-- Data to use follows --

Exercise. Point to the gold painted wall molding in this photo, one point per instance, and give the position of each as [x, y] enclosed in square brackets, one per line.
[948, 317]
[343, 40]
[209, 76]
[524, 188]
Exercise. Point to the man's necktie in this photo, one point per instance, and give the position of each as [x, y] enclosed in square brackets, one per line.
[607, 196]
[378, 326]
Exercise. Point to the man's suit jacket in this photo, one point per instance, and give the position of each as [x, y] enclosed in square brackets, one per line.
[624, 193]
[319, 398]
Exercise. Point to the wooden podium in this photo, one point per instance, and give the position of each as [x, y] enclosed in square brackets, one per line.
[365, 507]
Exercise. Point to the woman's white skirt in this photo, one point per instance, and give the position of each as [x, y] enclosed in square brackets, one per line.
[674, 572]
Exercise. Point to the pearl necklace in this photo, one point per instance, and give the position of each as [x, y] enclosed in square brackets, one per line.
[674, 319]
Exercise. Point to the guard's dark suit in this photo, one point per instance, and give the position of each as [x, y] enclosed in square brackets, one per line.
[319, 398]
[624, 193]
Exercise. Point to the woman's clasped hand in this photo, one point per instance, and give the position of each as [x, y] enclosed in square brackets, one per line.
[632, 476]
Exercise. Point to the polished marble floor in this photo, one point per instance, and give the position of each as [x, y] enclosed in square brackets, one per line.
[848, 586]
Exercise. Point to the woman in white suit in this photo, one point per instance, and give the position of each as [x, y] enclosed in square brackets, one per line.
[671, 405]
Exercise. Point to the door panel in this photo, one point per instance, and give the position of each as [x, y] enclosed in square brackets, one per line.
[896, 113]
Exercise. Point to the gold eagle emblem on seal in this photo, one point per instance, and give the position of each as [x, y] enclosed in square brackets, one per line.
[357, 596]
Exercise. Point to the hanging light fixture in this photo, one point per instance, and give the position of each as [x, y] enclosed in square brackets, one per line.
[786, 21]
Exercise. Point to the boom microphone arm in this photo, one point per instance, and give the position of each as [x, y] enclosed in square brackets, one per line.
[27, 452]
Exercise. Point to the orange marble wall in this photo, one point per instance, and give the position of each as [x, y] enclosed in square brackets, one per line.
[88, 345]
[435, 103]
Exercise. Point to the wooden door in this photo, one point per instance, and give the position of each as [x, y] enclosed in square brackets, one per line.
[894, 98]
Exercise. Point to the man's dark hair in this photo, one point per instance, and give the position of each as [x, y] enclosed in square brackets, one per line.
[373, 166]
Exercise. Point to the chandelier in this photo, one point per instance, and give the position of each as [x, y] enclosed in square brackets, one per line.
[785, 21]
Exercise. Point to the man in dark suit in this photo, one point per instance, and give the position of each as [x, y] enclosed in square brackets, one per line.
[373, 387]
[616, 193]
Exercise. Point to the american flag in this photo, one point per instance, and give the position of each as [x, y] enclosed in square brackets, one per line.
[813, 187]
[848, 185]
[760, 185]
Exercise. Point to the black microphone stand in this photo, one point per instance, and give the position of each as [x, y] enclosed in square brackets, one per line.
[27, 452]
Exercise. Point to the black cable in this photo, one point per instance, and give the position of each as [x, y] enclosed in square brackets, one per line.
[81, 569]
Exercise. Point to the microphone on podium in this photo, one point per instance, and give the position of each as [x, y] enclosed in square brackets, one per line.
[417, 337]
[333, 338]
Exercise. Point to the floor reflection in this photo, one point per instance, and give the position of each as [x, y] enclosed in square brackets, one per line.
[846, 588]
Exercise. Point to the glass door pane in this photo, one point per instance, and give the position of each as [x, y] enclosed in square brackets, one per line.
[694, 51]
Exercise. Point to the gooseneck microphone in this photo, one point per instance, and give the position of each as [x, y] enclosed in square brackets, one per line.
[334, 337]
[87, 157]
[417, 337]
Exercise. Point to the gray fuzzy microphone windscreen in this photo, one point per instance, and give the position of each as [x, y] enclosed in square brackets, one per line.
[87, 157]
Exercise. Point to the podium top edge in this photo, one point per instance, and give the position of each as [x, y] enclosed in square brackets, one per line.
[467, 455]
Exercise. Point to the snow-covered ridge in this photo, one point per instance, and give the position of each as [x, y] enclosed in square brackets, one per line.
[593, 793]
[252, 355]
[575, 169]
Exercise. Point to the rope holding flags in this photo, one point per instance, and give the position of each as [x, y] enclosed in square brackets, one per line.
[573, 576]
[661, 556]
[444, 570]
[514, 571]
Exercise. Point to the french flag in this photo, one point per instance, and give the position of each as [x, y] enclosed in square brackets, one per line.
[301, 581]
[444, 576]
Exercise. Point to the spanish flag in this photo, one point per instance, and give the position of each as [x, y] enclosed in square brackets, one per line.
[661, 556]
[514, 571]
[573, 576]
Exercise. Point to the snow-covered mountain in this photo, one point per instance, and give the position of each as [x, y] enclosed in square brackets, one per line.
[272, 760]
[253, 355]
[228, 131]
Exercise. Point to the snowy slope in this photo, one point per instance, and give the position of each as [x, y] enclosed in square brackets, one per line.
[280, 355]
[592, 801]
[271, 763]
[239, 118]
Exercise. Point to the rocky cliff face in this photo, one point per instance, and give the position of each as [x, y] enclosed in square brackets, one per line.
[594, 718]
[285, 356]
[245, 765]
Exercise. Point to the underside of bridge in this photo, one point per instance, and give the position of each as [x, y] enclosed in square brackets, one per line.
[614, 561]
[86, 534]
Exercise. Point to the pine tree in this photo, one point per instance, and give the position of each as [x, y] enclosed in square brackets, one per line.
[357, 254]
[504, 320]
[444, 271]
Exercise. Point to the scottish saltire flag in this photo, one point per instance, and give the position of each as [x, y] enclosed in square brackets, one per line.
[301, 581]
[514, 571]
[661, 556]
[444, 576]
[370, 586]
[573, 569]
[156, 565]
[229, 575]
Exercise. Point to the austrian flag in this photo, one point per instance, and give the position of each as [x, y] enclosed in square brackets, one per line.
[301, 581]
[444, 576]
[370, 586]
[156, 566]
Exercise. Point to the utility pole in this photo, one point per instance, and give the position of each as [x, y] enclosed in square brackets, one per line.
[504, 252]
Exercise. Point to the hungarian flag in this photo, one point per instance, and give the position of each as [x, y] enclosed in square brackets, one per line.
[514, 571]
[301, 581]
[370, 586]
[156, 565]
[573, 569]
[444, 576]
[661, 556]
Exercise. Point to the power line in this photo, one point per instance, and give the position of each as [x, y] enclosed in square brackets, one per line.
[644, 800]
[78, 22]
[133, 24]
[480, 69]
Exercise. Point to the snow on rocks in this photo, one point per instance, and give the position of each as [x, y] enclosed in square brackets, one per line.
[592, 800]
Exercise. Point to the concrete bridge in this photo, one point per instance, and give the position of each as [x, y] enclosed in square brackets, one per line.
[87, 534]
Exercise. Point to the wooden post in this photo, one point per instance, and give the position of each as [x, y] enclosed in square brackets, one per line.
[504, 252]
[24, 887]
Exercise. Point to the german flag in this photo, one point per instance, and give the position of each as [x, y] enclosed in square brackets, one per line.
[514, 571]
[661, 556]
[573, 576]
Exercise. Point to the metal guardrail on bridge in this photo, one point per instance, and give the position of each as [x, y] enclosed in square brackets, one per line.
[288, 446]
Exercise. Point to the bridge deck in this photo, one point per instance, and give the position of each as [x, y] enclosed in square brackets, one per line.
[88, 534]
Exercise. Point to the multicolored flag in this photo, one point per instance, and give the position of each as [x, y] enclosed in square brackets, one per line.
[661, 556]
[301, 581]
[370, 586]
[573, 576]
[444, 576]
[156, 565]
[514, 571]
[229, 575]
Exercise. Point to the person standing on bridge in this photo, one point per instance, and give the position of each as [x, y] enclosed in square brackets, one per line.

-- Data to use concluded --

> **Problem requirements**: Exactly as they appear above, transcribe the records in full.

> **Result of the task**:
Exercise. Point to the gold painted wall molding in this photo, one point per instance, and give the position of each as [x, y] enclosed in square brackets, one per line.
[948, 317]
[343, 40]
[209, 76]
[524, 188]
Exercise. Point to the man's necktie in this photo, one point per instance, and give the position of each as [x, y] enclosed in square brackets, one per line.
[607, 196]
[378, 326]
Exercise. Point to the man's suit jacket in this photo, one point per instance, and give the position of each as [x, y] enclosed in square brackets, one per line.
[624, 193]
[319, 398]
Exercise. Point to the wooden podium in this photo, one point per instance, and give the position of each as [x, y] enclosed in square brackets, one per line.
[365, 507]
Exercise. Point to the woman's white skirt in this photo, one point per instance, and give the position of each as [x, y] enclosed in square brackets, one per line.
[674, 572]
Exercise. Point to the pearl necklace in this photo, one point per instance, and give the position of each as [x, y] enclosed in square brackets, one per line.
[674, 319]
Exercise. Point to the guard's dark suit in this photo, one point per instance, and give the position of each as [x, y] enclosed in square brackets, one per line.
[319, 398]
[624, 193]
Exercise. Point to the woman's clasped hand in this photo, one point per instance, and give the position of each as [x, y] enclosed in square brackets, one per line.
[632, 476]
Exercise. Point to the polished marble floor in this photo, one point per instance, and give the position of each as [x, y] enclosed in square brackets, one per line.
[848, 586]
Exercise. Point to the woman in white suit in this photo, one point per instance, and give the position of each as [x, y] enclosed in square brackets, one per line.
[671, 405]
Exercise. Point to the door panel in this photo, one point per instance, and give the position of each as [x, y] enclosed in square brackets, one per line.
[896, 113]
Exercise. Point to the gold eagle emblem on seal in this photo, one point per instance, and give the position of each as [x, y] enclosed in square brackets, one per line.
[357, 596]
Exercise. Point to the hanging light fixture in this photo, one point per instance, and give the position of each as [x, y] enclosed in square brackets, one per line.
[786, 21]
Exercise. Point to the boom microphone arm in this photo, one point per instance, and give the position of each as [x, y] enclosed in square brackets, one per line.
[27, 452]
Exercise. Point to the orange marble wall in this photo, one point per instance, and give the position of each as [x, y] enclosed in square brackets, one per line.
[88, 345]
[435, 103]
Exercise. Point to the wooden door in this photo, one point per instance, and give the position of each as [x, y] enclosed in square brackets, one per line.
[894, 98]
Exercise. Point to the man's dark hair in this photo, one point per instance, and give the position of each as [x, y] enclosed in square brackets, one per line.
[373, 166]
Exercise. Point to the chandelier in this photo, one point per instance, and give the position of each as [x, y] enclosed in square brackets, one per line.
[785, 21]
Exercise. Point to the man in dark suit in this photo, one point per instance, and give the position of each as [x, y] enclosed in square brackets, one per line.
[373, 387]
[616, 193]
Exercise. Point to the american flag in this photo, one point per instance, and give the position of each as [x, y] enclosed in square brackets, one per line.
[813, 187]
[848, 185]
[760, 185]
Exercise. Point to the black microphone stand in this photo, one point per instance, and give the position of each as [x, y] enclosed in square brackets, one per line.
[27, 452]
Exercise. Point to the black cable in this photo, one point per instance, and give the position of each as [x, y] enclosed in square brackets, one per line.
[81, 569]
Exercise. Point to the microphone on podium in this photo, one point per instance, and give the position of each as [x, y] enclosed in square brackets, one per line.
[417, 337]
[333, 338]
Exercise. Point to the floor reflection in this photo, one point per instance, and give the position of each as [x, y] enclosed in square brackets, one per line.
[846, 588]
Exercise. Point to the glass door pane in this photo, one point per instance, and give the position of each as [x, y] enclosed in square brackets, one per line.
[694, 51]
Exercise. Point to the gooseneck microphone in this photo, one point per instance, and give the position of each as [x, y] enclosed in square brackets, one per line.
[334, 337]
[87, 157]
[417, 337]
Exercise. Point to the gray fuzzy microphone windscreen in this photo, one point per instance, and give the position of each as [x, y] enclosed in square brackets, one per line.
[87, 157]
Exercise. Point to the podium top edge in this photo, one point per instance, and give the position of each as [x, y] enclosed in square brackets, one per line.
[467, 455]
Exercise. Point to the snow-covered ridge in this photo, one point per instance, and give the position of each as [x, y] enclosed in square brackets, one per line.
[593, 793]
[252, 355]
[575, 169]
Exercise. Point to the rope holding flags in this photo, one point per instance, and give the position of each as [x, y] enclosed in square brackets, one per line.
[573, 576]
[661, 556]
[444, 570]
[514, 571]
Exercise. Point to the french flag in this photo, one point per instance, and give the position of each as [x, y] enclosed in square brackets, one per line.
[301, 581]
[444, 576]
Exercise. Point to the spanish flag in this photo, one point per instance, and give the position of each as [x, y] enclosed in square brackets, one per line.
[661, 556]
[514, 571]
[573, 576]
Exercise. Point to the snow-covered mountain in this photo, one point per instance, and give the position of each as [x, y] enclosed in square brackets, one per line.
[272, 760]
[253, 355]
[228, 131]
Exercise. Point to the snowy slope in this photo, one point per instance, and give the position of each as [x, y] enclosed in square brackets, one per line.
[280, 355]
[592, 801]
[271, 763]
[239, 118]
Exercise. Point to the rocky cliff face in this photo, one point per instance, and give the position of each as [x, y] enclosed in square brackets, one per line.
[594, 718]
[285, 356]
[245, 765]
Exercise. Point to the underside of bridge in this photo, one point per instance, and give the position of each as [x, y] enclosed in square brackets, one per line.
[614, 561]
[86, 534]
Exercise. Point to the pine tree in this photo, one point per instance, and give the position of each as [x, y] enclosed in square brackets, one per line.
[357, 254]
[504, 320]
[444, 271]
Exercise. Point to the scottish saltire flag in this photo, one point per instance, and give the position of each as [x, y] enclosed in square brackets, one per line.
[301, 581]
[514, 571]
[661, 556]
[444, 576]
[370, 586]
[573, 569]
[156, 565]
[229, 575]
Exercise. Point to the austrian flag in this photo, one point per instance, and give the position of each as [x, y] enclosed in square brackets, one per line.
[301, 581]
[444, 576]
[370, 586]
[156, 566]
Exercise. Point to the utility pole in this photo, one point per instance, and give the position of each as [x, y] enclosed in square brackets, one per line.
[504, 252]
Exercise. Point to the hungarian flag in this photo, one point per instance, and give the position of each as [x, y] enclosed in square brackets, one per line.
[514, 571]
[301, 581]
[370, 586]
[156, 565]
[573, 569]
[444, 576]
[661, 556]
Exercise. Point to the power line in this photo, one point per instance, and give the position of each as [x, y] enclosed in square brackets, one per line.
[644, 800]
[78, 22]
[133, 24]
[480, 69]
Exercise. Point to the snow on rocks in this photo, one point per instance, and give the position of each as [x, y] enclosed in square brackets, one per line.
[592, 800]
Exercise. Point to the concrete bridge in this photo, one point per instance, and give the position of each as [x, y] enclosed in square brackets, one per line.
[87, 534]
Exercise. Point to the wooden post in this photo, one point per instance, and give the position of each as [x, y] enclosed in square brackets, one per line.
[504, 252]
[24, 887]
Exercise. Point to the german flag in this photo, one point per instance, and give the position of each as [x, y] enclosed in square brackets, one per line.
[514, 571]
[661, 556]
[573, 576]
Exercise. Point to the metal guardrail on bridge in this photo, one point per instance, and give the position of each as [x, y] enclosed in square brackets, one per line.
[288, 446]
Exercise. Point to the bridge deck in this photo, one point per instance, and give the position of each as [x, y] enclosed in square brackets, one per line.
[88, 534]
Exercise. Point to the multicolored flag in this photo, one point per instance, and give the position of each as [x, y] enclosed in square brackets, one per line.
[661, 556]
[301, 581]
[370, 586]
[573, 576]
[444, 576]
[156, 565]
[514, 571]
[229, 575]
Exercise. Point to the person standing on bridge in this photo, one point per instance, and give the position of each as [x, y] enclosed in square brackets, one per line.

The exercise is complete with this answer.